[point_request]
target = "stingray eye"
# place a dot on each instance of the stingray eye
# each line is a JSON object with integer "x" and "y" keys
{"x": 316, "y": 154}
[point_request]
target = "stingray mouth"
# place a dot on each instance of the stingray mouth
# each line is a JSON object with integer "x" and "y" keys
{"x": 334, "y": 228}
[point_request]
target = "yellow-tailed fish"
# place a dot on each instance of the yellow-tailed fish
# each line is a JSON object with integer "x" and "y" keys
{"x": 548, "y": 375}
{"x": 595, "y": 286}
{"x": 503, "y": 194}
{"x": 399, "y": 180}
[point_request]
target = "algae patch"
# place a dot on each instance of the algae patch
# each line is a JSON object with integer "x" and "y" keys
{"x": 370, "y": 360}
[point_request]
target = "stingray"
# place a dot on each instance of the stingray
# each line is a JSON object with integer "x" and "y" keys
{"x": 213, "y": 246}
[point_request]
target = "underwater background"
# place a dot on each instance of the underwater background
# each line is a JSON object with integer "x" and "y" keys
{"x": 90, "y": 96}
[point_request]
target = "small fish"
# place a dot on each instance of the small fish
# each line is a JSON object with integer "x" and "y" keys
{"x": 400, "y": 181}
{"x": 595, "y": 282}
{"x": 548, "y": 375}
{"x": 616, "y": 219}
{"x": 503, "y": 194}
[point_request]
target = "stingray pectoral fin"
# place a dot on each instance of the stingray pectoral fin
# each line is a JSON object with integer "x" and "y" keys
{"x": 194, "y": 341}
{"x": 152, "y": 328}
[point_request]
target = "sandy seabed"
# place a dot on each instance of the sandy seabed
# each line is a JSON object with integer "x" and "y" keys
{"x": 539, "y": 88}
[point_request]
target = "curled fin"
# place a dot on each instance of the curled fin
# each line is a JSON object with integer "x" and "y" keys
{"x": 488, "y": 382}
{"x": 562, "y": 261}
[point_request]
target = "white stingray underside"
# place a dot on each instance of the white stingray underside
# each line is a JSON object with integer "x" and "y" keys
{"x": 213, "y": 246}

——————————

## What is expected:
All the entries above need to be reproduced exactly.

## Written response:
[point_request]
target = "stingray eye"
# place a dot on each instance of the stingray eye
# each line is a JSON object with integer "x" and "y" keys
{"x": 316, "y": 154}
[point_request]
target = "stingray mouth"
# place a dot on each instance of the stingray mouth
# each line is a JSON object with integer "x" and "y" keys
{"x": 334, "y": 228}
[point_request]
target = "yellow-tailed fish"
# place a dot on each instance of the yellow-tailed fish
# each line is a JSON object with integer "x" and "y" keys
{"x": 548, "y": 375}
{"x": 595, "y": 286}
{"x": 503, "y": 194}
{"x": 399, "y": 180}
[point_request]
target = "algae patch"
# place a dot on each instance of the algae patch
# each line is a JSON object with integer "x" and "y" keys
{"x": 370, "y": 360}
[point_request]
target = "stingray"
# place a dot on each instance of the stingray
# each line is a JSON object with integer "x" and "y" keys
{"x": 213, "y": 246}
[point_request]
target = "underwater background"
# place a dot on each instance of the underwater background
# each line is a JSON object with integer "x" and "y" keys
{"x": 90, "y": 96}
[point_request]
target = "small fish"
# place a dot on each instance of the small fish
# each line is a JSON object with integer "x" and "y" keys
{"x": 400, "y": 181}
{"x": 595, "y": 282}
{"x": 548, "y": 375}
{"x": 616, "y": 219}
{"x": 503, "y": 194}
[point_request]
target = "stingray pectoral fin"
# place a dot on each instance of the stingray pectoral fin
# each line is a JSON object with integer "x" and "y" keys
{"x": 194, "y": 341}
{"x": 152, "y": 328}
[point_request]
target = "sandy seabed"
# place a dot on each instance of the sandy seabed
# each line is a JSON object with integer "x" and "y" keys
{"x": 539, "y": 88}
[point_request]
target = "curled fin"
# place a dot on each instance of the curled fin
# each line is a JSON object with integer "x" and "y" keys
{"x": 488, "y": 382}
{"x": 562, "y": 261}
[point_request]
target = "white stingray underside"
# place a dot on each instance of the white stingray underside
# each line is a JSON object with integer "x" and "y" keys
{"x": 213, "y": 246}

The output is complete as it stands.